# [Provided text]
..............................

The recent proliferation of data has become the center point for analytic, system migration, and reconciliation processes. However, data cleaning and preparation (which includes data normalization, duplicate removal, pivoting, joining, and splitting data) is still a major hurdle in the process. Tools available for end users haven’t fully caught up to the demand. Spreadsheets offer entry level interface to the data but are time consuming and don’t scale, while programming languages offer flexibility but have a steep learning curve for the non technical person.
OpenRefine addresses the growing data literacy gap by lowering the technical skills needed to normalize and prepare data. OpenRefine empowers those who understand the context in which the data are generated or used by offering them the best of both worlds with an iterative interface for data discovery and preparation and an easy-to-learn scripting language.

..............................

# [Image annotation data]

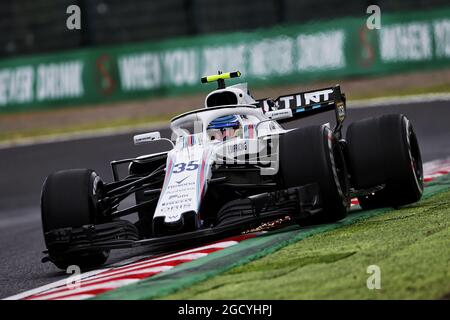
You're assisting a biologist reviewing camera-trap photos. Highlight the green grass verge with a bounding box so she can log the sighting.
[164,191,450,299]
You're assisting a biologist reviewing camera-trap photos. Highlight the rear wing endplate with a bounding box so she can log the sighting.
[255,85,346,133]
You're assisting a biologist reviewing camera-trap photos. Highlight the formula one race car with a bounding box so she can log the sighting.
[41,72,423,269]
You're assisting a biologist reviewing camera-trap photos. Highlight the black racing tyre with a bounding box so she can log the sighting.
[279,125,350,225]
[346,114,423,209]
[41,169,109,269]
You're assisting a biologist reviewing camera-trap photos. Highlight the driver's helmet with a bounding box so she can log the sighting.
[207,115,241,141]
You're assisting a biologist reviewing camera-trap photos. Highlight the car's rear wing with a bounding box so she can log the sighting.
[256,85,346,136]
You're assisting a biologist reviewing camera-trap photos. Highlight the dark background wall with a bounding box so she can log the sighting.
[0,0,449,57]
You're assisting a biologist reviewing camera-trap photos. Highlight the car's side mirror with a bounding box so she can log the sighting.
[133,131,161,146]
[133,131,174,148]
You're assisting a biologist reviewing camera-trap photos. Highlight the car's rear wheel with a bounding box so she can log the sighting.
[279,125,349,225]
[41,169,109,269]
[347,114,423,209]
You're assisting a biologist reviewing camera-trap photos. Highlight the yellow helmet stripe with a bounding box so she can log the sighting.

..............................

# [Work to do]
Resume the OpenRefine overview right after its final sentence.

# [Output of the exercise]
Thanks to OpenRefine, subject matter experts with an in-depth knowledge of a specific issue or domain can:
- explore data related to the topic; drill down to have a sense of the information available, find nuggets of information or inconsistencies and quality gaps;
- clean and export the data to a format useful for their needs by doing data normalization, removing duplicates and typos, pivoting, joining and splitting columns; and
- enrich the project by joining data sets together, processing data via an API, or working with a reconciliation service.
Extensive Input & Output Support
Cluster & Deduplication
Filter & Sort
Join, Merge & Reconcile
Join and merge different data sets to build new views and insights. Create lookups and reconcile against master data sources. Easily concatenate multiple fields together.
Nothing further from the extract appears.